TASK REQUIREMENTS:
Can you retype every record below exactly as written?

==== GIVEN DATA

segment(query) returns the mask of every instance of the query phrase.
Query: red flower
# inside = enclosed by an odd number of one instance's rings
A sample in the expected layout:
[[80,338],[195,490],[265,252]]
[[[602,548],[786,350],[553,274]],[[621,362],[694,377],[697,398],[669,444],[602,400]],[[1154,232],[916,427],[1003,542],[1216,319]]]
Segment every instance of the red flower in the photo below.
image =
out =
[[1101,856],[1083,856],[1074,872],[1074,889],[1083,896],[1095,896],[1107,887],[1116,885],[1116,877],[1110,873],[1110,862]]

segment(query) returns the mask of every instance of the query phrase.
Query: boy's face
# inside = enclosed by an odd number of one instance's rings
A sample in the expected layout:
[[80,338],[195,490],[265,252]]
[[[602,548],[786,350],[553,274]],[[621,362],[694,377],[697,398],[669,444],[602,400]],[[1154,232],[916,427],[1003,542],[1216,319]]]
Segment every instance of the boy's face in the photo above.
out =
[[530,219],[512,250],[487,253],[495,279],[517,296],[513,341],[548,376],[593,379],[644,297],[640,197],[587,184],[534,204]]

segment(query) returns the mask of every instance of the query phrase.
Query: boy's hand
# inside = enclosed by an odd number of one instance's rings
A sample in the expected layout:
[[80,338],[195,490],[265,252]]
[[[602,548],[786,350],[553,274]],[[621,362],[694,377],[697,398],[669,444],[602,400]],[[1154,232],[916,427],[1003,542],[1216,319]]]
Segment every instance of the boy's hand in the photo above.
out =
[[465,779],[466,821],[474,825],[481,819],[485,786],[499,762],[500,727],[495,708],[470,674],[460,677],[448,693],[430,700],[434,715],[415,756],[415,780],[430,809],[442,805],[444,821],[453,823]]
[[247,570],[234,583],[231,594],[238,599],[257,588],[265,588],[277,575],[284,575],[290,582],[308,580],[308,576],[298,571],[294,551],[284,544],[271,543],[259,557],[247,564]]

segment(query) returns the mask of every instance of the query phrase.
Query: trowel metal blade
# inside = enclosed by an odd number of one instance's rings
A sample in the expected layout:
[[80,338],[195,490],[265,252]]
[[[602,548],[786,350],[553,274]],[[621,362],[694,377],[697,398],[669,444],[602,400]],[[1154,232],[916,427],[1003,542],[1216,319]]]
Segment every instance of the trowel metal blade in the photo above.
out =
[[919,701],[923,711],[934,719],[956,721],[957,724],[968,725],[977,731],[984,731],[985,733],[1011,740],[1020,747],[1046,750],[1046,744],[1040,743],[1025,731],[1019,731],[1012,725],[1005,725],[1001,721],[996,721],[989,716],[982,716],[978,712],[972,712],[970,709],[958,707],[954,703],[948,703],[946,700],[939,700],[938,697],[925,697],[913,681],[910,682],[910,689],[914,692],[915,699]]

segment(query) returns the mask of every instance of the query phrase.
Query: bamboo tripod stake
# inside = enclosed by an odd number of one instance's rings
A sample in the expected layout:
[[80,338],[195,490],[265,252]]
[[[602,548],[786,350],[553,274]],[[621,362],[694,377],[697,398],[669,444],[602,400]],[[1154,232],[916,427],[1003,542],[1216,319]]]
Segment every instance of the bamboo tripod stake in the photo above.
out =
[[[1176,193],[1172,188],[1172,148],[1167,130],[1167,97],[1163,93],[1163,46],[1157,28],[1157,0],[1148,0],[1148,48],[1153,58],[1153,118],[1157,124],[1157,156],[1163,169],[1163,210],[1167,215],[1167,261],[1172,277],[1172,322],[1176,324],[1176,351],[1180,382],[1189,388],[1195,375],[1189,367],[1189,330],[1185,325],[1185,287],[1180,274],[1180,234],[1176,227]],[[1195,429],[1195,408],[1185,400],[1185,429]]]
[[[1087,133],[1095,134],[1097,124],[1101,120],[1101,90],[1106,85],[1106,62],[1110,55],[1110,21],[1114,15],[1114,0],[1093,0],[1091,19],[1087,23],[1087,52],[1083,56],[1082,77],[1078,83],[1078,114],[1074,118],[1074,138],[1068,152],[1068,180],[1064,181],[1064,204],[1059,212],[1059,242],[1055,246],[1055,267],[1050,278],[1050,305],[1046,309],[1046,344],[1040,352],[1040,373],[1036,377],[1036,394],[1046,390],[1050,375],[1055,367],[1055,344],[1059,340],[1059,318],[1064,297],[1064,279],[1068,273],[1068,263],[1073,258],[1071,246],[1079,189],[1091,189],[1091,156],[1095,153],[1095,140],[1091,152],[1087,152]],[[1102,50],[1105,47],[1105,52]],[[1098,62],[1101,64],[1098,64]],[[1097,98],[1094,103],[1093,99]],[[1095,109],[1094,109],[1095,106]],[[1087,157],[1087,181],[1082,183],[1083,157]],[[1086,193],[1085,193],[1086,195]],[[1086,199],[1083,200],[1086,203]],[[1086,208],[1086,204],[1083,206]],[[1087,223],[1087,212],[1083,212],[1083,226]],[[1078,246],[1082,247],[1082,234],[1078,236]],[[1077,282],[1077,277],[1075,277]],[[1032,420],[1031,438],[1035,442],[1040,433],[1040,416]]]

========

SOLUTION TO THE EXERCISE:
segment(query) returns the mask of every instance of the query phrase.
Query: red flower
# inside = enclosed by an odd number of one instance's rings
A sample in the expected layout:
[[80,338],[195,490],[265,252]]
[[[602,548],[786,350],[553,274]],[[621,362],[694,377],[697,398],[669,444],[602,400]],[[1154,232],[916,427],[1003,542],[1216,319]]]
Segment every instance of the red flower in the photo below.
image =
out =
[[1101,856],[1083,856],[1074,872],[1074,889],[1083,896],[1095,896],[1107,887],[1116,885],[1116,877],[1110,873],[1110,862]]

segment(query) returns the mask of every instance of the query phrase.
Query: boy's face
# inside = enclosed by an odd number of one instance's rings
A sample in the expected layout:
[[80,338],[195,490],[265,252]]
[[[602,548],[786,350],[553,274]],[[621,362],[694,377],[697,398],[669,444],[602,400]],[[1154,232],[916,427],[1003,542],[1216,319]]]
Segment every instance of the boy's face in the photo above.
out =
[[530,219],[512,250],[487,253],[495,279],[517,296],[513,341],[548,376],[593,379],[644,297],[640,197],[587,184],[534,204]]

segment(query) returns the mask of every instance of the query phrase.
Query: boy's hand
# inside = enclosed by an odd number of one instance's rings
A sample in the expected layout:
[[80,338],[195,490],[265,252]]
[[[602,548],[786,350],[553,274]],[[621,362],[694,377],[697,398],[669,444],[602,400]],[[1154,232],[916,427],[1003,542],[1216,319]]]
Segment every instance of the boy's hand in the photo above.
out =
[[465,779],[466,821],[474,825],[481,819],[485,786],[499,762],[500,727],[495,708],[470,674],[460,677],[448,693],[430,700],[434,715],[415,756],[415,780],[430,809],[442,805],[444,821],[453,823]]
[[247,570],[234,583],[231,594],[238,599],[257,588],[265,588],[277,575],[284,575],[290,582],[308,580],[308,576],[298,571],[294,551],[284,544],[271,543],[259,557],[247,564]]

segment(query) returns the mask of every instance of the query phrase.
Query: trowel metal blade
# inside = enclosed by an odd number of one instance's rings
A sample in the expected layout:
[[80,338],[195,490],[265,252]]
[[[602,548],[786,350],[553,274]],[[621,362],[694,377],[697,398],[669,444],[602,400]],[[1154,232],[916,427],[1003,542],[1216,319]]]
Segment every instance of the trowel metal blade in the photo above.
out =
[[919,701],[923,711],[934,719],[956,721],[957,724],[968,725],[977,731],[984,731],[985,733],[1011,740],[1020,747],[1046,750],[1046,744],[1040,743],[1025,731],[1019,731],[1012,725],[1005,725],[1001,721],[996,721],[989,716],[982,716],[978,712],[972,712],[970,709],[958,707],[954,703],[948,703],[946,700],[939,700],[938,697],[925,697],[913,681],[910,682],[910,689],[914,692],[915,699]]

segment(query) returns the mask of every instance of the query phrase.
Query: bamboo tripod stake
# inside = enclosed by an odd number of one instance's rings
A sample in the expected layout:
[[80,338],[195,490],[265,252]]
[[[602,548],[786,350],[553,274]],[[621,362],[694,377],[697,398],[669,444],[602,400]],[[1154,232],[916,427],[1003,542],[1216,319]]]
Segment every instance of the bamboo tripod stake in the photo above.
out =
[[[1176,193],[1172,188],[1172,148],[1167,130],[1167,97],[1163,93],[1163,46],[1157,28],[1157,0],[1148,0],[1148,48],[1153,58],[1153,118],[1157,124],[1157,156],[1163,169],[1163,210],[1167,215],[1167,261],[1172,277],[1172,322],[1176,324],[1176,351],[1180,382],[1189,388],[1195,375],[1189,367],[1189,330],[1185,325],[1185,287],[1180,274],[1180,234],[1176,227]],[[1195,429],[1195,408],[1185,400],[1185,429]]]
[[[1087,133],[1095,134],[1097,124],[1101,120],[1101,90],[1106,85],[1106,62],[1110,55],[1110,21],[1114,15],[1114,0],[1093,0],[1091,19],[1087,23],[1087,52],[1083,56],[1082,77],[1078,83],[1078,114],[1074,118],[1074,138],[1068,152],[1068,180],[1064,181],[1064,204],[1059,212],[1059,242],[1055,246],[1055,267],[1050,278],[1050,305],[1046,309],[1046,344],[1040,352],[1040,373],[1036,377],[1036,394],[1046,390],[1050,375],[1055,367],[1055,344],[1059,340],[1059,318],[1064,297],[1064,279],[1068,273],[1068,263],[1073,258],[1071,246],[1079,189],[1091,189],[1091,156],[1095,153],[1095,140],[1091,152],[1087,152]],[[1102,50],[1105,47],[1105,52]],[[1098,62],[1101,64],[1098,64]],[[1097,98],[1094,103],[1093,99]],[[1095,109],[1094,109],[1095,106]],[[1087,157],[1087,181],[1082,183],[1083,157]],[[1086,193],[1085,193],[1086,195]],[[1086,199],[1083,200],[1086,203]],[[1086,208],[1086,204],[1083,206]],[[1087,223],[1087,212],[1083,212],[1083,226]],[[1078,246],[1082,247],[1082,234],[1078,236]],[[1077,282],[1077,277],[1075,277]],[[1032,420],[1031,438],[1035,442],[1040,433],[1040,416]]]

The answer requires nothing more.